WHAT YOU WILL DO:
All lines holding the word "surplice" are to be copied from the records beneath.

Extracted records:
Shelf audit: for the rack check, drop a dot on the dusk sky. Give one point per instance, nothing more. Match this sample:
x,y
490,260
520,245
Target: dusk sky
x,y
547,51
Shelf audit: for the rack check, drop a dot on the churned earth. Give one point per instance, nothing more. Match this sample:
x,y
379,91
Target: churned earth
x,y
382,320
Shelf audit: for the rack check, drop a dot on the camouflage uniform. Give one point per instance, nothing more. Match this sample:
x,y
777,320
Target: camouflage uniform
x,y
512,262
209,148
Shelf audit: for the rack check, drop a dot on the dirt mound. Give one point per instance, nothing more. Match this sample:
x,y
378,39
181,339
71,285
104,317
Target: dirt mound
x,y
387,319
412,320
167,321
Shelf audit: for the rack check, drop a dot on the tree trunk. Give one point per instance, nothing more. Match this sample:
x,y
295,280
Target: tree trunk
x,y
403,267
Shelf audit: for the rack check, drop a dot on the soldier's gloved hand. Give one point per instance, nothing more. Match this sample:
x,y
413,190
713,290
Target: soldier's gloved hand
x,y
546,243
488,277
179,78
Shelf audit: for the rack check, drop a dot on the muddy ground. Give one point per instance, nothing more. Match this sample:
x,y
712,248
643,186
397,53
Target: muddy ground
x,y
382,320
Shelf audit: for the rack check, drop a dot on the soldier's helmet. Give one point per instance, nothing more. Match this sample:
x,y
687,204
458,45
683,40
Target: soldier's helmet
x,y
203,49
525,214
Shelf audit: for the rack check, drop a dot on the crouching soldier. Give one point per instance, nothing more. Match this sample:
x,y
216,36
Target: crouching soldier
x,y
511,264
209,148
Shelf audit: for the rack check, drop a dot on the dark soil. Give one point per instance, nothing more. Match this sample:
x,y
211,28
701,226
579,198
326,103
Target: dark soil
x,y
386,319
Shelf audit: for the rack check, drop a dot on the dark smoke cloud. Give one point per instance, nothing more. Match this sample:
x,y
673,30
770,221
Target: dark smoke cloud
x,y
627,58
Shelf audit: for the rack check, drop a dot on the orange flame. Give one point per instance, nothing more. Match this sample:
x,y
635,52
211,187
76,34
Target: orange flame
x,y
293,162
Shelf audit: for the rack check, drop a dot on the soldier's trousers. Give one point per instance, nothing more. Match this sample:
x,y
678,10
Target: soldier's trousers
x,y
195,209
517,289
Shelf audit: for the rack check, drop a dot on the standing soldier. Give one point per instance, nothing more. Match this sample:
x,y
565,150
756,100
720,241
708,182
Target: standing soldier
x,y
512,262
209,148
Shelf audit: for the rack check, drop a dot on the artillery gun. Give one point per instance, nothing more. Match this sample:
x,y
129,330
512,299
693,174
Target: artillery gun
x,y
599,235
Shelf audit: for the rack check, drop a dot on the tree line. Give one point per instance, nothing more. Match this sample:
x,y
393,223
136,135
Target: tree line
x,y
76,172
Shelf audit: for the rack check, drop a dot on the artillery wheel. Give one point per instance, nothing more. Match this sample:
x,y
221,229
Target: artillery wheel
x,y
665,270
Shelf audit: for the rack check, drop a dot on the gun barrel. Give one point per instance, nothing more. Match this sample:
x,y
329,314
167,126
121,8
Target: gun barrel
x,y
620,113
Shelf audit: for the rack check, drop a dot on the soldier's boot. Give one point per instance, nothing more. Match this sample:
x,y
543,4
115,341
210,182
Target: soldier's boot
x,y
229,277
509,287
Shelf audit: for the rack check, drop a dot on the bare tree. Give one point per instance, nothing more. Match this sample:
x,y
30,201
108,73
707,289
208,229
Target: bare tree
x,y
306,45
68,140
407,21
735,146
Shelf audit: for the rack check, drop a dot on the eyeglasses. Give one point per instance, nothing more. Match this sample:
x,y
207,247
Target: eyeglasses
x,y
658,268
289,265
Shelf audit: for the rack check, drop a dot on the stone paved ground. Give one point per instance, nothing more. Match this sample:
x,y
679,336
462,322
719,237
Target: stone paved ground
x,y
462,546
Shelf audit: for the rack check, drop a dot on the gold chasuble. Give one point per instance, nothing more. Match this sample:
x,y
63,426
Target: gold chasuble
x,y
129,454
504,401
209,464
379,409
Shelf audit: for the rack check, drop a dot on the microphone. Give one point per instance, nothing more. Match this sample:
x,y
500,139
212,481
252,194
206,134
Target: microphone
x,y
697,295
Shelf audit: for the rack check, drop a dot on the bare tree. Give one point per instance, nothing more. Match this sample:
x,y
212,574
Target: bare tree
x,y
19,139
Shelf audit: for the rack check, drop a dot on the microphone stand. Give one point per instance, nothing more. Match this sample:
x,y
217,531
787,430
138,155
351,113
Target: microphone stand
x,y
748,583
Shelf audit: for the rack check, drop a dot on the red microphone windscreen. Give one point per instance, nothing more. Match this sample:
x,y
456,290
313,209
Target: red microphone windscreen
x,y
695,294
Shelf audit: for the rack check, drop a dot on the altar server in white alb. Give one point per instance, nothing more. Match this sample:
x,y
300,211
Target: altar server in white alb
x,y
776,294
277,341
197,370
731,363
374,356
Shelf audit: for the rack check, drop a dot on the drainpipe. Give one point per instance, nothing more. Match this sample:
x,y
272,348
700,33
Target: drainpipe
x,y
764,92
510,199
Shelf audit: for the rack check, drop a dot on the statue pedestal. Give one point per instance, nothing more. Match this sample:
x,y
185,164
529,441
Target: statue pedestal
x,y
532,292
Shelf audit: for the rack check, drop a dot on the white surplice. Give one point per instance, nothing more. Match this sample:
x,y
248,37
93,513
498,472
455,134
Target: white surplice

TASK SOLUTION:
Shelf audit: for the rack check, drop a dot on the white surplice. Give one point per instance, nothing more. Match this sample:
Target: white surplice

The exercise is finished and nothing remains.